**** THE DATA ****

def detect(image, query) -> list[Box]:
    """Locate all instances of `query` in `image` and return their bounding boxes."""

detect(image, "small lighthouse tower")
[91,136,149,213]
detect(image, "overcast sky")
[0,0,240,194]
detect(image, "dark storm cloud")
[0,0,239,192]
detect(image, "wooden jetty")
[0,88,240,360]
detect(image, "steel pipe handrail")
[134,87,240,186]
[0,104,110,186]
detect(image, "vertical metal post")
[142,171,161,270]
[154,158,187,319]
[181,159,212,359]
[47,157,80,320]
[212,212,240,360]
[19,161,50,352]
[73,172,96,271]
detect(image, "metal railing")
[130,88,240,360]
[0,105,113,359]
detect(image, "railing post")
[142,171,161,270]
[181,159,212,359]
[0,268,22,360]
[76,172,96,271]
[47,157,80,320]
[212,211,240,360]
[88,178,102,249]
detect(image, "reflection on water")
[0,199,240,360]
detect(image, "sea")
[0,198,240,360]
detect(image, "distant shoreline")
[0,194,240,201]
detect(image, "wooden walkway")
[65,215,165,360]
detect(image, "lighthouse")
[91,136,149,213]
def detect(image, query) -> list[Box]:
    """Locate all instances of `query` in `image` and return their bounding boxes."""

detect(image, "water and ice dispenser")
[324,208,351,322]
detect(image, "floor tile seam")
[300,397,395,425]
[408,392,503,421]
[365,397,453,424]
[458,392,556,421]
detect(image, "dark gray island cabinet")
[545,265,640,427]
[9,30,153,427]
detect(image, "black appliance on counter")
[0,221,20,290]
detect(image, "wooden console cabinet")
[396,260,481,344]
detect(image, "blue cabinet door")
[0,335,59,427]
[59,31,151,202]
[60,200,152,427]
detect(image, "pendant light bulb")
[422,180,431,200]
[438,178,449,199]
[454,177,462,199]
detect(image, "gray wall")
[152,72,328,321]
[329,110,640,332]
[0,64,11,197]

****

#### BRIEF
Render every line of the rows above as a JSON list of strings, one string per line, with blank lines omitted.

#### FULL SOLUTION
[
  "def detect(image, query) -> list[Box]:",
  "    \"\"\"Locate all instances of `query` in `image` and return their bounding boxes.\"\"\"",
  "detect(image, \"small lighthouse tower\")",
  "[91,136,149,213]",
  "detect(image, \"overcast sky\")",
  "[0,0,240,194]",
  "detect(image, \"dark storm cloud\")",
  "[0,0,239,192]",
  "detect(image, \"wooden jetty\")",
  "[0,88,240,360]",
  "detect(image, \"steel pipe handrail\")",
  "[134,87,240,186]",
  "[0,104,110,186]",
  "detect(image, \"vertical metal post\")",
  "[142,171,161,270]",
  "[154,158,187,319]",
  "[181,159,212,359]",
  "[47,157,80,320]",
  "[212,212,240,360]",
  "[19,161,50,352]",
  "[73,172,96,271]",
  "detect(image, \"metal railing\")",
  "[130,88,240,360]",
  "[0,105,113,359]",
  "detect(image, \"railing post\")",
  "[142,171,161,270]",
  "[181,159,212,359]",
  "[0,268,22,360]",
  "[76,172,96,271]",
  "[47,157,80,320]",
  "[212,211,240,360]",
  "[88,178,102,249]",
  "detect(image, \"reflection on water\")",
  "[0,199,240,360]",
  "detect(image, \"sea\")",
  "[0,198,240,360]",
  "detect(image, \"distant shoreline\")",
  "[0,194,240,201]",
  "detect(image, \"wooden walkway\")",
  "[65,215,165,360]",
  "detect(image, \"lighthouse\")",
  "[91,136,149,213]",
  "def detect(image, query) -> list[Box]:",
  "    \"\"\"Locate all instances of `query` in `image` and return their bounding boxes.\"\"\"",
  "detect(image, \"water and ice dispenser\")",
  "[324,208,351,322]",
  "detect(image, \"floor tile seam\")",
  "[300,397,395,425]",
  "[408,392,503,421]",
  "[365,397,453,424]",
  "[458,392,556,421]",
  "detect(image, \"dark gray island cabinet\")",
  "[545,265,640,427]",
  "[9,30,153,427]",
  "detect(image, \"black appliance on counter\")",
  "[0,221,20,290]",
  "detect(image, \"wooden console cabinet\")",
  "[396,260,481,344]",
  "detect(image, \"blue cabinet door\")",
  "[0,335,59,427]",
  "[59,31,151,202]",
  "[60,200,152,427]",
  "detect(image, \"pendant light bulb\")",
  "[422,180,431,200]",
  "[438,178,449,199]",
  "[454,177,462,199]",
  "detect(image, \"gray wall\")",
  "[152,72,328,321]",
  "[329,110,640,332]",
  "[0,64,11,197]"
]